▸ SOURCE TEXT
>> BEGIN
Year 438 (CDXXXVIII) was a common year starting on Saturday (link will display the full calendar) of the Julian calendar. At the time, it was known as the Year of the Consulship of Theodosius and Glabrio (or, less frequently, year 1191 Ab urbe condita). The denomination 438 for this year has been used since the early medieval period, when the Anno Domini calendar era became the prevalent method in Europe for naming years.

Events 
 By place 

 Byzantium 
 Emperor Theodosius II forbids the divulging of secrets of naval carpentry, probably to avoid its spread to the rising Vandal power in North Africa.
 February 15 – The Codex Theodosianus, a collection of edicts of Roman law, is published.
 Aelia Eudocia, wife of Theodosius II, goes on a pilgrimage to Jerusalem, bringing back with her holy relics to prove her faith.

 Europe 
 The last gladiatorial fights are held in the Colosseum in Rome.
>> END
▸ WORK TO DO
1. Does the article on the year 438 agree with each statement: (a) the Codex Theodosianus was published on February 15, (b) the year 438 began on a Sunday, (c) the last gladiatorial fights in the Colosseum took place that year? Answer yes or no for each, quoting the deciding words of the article.
2. Count the lines of the listing that contain the string "driveway", and give only the number.
The article on the year 438 and the listing come from separate sources.

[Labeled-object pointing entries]
>> BEGIN
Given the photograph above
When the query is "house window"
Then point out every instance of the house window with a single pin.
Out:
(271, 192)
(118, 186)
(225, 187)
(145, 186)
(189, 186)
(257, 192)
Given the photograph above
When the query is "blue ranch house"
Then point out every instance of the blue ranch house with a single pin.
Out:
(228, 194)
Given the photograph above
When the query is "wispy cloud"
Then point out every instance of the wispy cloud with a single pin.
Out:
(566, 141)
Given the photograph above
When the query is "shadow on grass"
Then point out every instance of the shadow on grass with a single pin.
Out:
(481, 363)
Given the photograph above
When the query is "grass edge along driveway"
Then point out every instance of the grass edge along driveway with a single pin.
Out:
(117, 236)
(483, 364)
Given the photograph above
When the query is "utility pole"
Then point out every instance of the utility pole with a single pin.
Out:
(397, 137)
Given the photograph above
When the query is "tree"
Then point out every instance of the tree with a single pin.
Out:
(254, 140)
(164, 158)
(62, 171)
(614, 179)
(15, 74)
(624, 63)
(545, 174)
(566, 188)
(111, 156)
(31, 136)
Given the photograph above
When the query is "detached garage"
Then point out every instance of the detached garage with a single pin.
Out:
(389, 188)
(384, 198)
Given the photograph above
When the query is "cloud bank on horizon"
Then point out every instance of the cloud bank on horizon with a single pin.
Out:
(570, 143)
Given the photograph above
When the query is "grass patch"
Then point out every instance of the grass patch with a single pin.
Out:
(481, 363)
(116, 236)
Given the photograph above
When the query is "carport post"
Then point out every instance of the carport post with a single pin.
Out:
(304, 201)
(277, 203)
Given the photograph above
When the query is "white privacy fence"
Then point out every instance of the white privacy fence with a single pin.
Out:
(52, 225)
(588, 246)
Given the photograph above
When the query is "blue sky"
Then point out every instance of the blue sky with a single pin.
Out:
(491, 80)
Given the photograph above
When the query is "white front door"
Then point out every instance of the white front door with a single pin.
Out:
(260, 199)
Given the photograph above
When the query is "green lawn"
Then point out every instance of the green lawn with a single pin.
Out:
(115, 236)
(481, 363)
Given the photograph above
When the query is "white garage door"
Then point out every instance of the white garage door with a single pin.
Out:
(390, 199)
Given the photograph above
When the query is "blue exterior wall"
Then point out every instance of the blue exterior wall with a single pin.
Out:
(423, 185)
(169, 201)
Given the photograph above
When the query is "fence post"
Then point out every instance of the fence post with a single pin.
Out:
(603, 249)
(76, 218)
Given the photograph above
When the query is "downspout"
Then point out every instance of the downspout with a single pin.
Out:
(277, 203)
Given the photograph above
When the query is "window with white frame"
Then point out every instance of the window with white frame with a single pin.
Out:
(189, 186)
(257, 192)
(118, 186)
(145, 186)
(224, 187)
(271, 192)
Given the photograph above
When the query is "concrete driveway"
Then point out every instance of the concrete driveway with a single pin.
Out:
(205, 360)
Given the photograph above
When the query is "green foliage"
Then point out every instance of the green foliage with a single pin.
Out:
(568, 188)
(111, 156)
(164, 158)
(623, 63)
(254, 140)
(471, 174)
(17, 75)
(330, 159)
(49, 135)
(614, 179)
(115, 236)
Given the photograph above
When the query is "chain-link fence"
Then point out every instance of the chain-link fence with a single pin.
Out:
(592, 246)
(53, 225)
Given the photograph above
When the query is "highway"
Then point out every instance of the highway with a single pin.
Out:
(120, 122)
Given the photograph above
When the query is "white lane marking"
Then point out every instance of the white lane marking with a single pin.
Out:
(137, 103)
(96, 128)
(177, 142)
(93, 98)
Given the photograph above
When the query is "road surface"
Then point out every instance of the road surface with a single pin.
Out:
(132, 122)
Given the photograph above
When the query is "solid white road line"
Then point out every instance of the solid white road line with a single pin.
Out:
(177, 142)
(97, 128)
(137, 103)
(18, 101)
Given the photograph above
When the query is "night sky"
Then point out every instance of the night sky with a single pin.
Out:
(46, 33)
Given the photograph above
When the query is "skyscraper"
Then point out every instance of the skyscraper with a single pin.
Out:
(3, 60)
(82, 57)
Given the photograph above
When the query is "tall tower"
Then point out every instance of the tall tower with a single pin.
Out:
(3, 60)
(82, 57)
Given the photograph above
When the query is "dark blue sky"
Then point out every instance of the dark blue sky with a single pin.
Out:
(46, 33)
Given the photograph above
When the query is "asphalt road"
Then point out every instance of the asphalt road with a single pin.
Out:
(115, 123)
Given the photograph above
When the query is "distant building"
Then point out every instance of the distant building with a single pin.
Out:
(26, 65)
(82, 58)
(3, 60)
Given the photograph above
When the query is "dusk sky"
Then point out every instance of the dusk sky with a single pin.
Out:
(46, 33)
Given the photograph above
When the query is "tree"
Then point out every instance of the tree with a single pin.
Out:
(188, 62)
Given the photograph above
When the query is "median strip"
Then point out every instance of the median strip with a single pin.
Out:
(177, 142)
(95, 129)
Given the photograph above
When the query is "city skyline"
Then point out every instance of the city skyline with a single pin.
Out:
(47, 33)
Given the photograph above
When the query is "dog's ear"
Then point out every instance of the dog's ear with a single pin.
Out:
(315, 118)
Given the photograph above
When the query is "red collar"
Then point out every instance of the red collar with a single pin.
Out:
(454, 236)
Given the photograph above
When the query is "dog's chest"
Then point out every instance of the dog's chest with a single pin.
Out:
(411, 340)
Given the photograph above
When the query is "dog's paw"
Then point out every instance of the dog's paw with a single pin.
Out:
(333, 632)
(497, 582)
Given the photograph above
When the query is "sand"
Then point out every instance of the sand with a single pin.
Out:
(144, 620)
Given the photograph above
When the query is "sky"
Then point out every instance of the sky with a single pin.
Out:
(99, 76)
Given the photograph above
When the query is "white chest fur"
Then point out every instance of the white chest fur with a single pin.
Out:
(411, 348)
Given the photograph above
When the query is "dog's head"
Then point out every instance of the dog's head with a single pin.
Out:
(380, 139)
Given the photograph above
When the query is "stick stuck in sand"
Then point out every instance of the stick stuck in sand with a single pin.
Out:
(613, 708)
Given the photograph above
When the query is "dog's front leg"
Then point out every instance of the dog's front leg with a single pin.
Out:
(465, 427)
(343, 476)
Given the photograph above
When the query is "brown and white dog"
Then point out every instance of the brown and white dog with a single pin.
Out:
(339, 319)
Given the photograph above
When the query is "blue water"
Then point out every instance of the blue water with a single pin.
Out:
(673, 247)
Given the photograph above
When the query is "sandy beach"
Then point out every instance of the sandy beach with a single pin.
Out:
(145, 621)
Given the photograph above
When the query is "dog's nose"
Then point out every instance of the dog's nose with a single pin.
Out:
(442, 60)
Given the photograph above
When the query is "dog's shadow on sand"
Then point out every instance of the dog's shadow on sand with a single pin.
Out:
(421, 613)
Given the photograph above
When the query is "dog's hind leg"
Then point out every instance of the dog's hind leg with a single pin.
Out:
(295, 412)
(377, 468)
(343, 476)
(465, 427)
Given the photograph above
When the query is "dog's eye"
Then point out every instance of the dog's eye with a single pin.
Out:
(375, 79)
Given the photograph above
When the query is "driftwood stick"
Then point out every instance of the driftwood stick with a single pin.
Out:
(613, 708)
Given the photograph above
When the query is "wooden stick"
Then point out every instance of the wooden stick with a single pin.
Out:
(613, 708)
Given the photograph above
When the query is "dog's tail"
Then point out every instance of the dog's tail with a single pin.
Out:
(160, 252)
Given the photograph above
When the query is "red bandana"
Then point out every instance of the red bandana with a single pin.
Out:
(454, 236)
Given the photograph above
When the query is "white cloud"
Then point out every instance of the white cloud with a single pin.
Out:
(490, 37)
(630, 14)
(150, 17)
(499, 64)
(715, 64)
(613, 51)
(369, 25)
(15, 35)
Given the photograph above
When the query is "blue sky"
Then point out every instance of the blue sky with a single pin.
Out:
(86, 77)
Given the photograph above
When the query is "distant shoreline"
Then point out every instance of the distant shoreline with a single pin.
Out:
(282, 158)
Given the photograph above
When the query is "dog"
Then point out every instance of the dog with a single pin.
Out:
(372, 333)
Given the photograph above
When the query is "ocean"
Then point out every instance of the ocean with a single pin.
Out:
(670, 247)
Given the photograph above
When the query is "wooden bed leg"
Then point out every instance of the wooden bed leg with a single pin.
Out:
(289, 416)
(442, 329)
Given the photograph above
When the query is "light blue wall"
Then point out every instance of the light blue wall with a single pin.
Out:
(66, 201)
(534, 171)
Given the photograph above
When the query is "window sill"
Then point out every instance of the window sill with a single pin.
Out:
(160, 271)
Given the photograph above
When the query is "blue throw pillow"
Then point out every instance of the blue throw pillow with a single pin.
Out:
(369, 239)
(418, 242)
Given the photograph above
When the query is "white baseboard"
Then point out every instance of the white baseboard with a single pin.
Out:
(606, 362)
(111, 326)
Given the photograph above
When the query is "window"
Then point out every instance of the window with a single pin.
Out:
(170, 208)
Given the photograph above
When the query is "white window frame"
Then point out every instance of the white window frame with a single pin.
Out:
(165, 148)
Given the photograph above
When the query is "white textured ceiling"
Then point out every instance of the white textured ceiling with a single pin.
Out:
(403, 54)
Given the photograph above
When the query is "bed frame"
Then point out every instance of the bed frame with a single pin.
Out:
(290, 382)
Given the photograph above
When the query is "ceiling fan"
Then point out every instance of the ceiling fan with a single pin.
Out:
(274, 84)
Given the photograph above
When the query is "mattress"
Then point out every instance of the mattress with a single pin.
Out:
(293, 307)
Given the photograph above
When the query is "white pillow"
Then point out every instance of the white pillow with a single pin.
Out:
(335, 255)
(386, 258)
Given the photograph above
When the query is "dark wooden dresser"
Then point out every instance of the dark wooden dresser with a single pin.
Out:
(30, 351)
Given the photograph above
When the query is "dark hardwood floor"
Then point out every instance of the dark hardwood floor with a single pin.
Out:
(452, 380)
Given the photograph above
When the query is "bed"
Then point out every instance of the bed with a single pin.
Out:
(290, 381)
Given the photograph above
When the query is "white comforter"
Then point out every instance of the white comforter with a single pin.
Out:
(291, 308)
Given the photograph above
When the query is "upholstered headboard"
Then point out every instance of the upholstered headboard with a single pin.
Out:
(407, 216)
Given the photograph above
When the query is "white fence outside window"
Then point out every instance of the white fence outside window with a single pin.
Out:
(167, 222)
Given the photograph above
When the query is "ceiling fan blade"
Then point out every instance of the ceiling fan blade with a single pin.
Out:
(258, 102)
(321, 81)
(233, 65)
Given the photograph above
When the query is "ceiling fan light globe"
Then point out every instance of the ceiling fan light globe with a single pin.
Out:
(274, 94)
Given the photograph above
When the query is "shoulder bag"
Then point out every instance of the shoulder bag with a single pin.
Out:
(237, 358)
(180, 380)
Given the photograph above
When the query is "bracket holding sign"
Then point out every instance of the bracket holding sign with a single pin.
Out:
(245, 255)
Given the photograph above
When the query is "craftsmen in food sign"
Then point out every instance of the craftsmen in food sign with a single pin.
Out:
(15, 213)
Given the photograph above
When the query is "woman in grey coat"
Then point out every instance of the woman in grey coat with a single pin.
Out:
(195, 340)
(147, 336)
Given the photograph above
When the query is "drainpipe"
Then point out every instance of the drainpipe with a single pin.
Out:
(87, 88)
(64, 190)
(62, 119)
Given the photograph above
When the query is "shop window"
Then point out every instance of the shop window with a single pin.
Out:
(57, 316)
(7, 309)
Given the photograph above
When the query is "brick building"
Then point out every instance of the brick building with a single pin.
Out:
>> END
▸ OUTPUTS BY TASK
1.
(a) Yes: "February 15 – The Codex Theodosianus, a collection of edicts of Roman law, is published."
(b) No: "a common year starting on Saturday"
(c) Yes: "The last gladiatorial fights are held in the Colosseum in Rome."

2. 4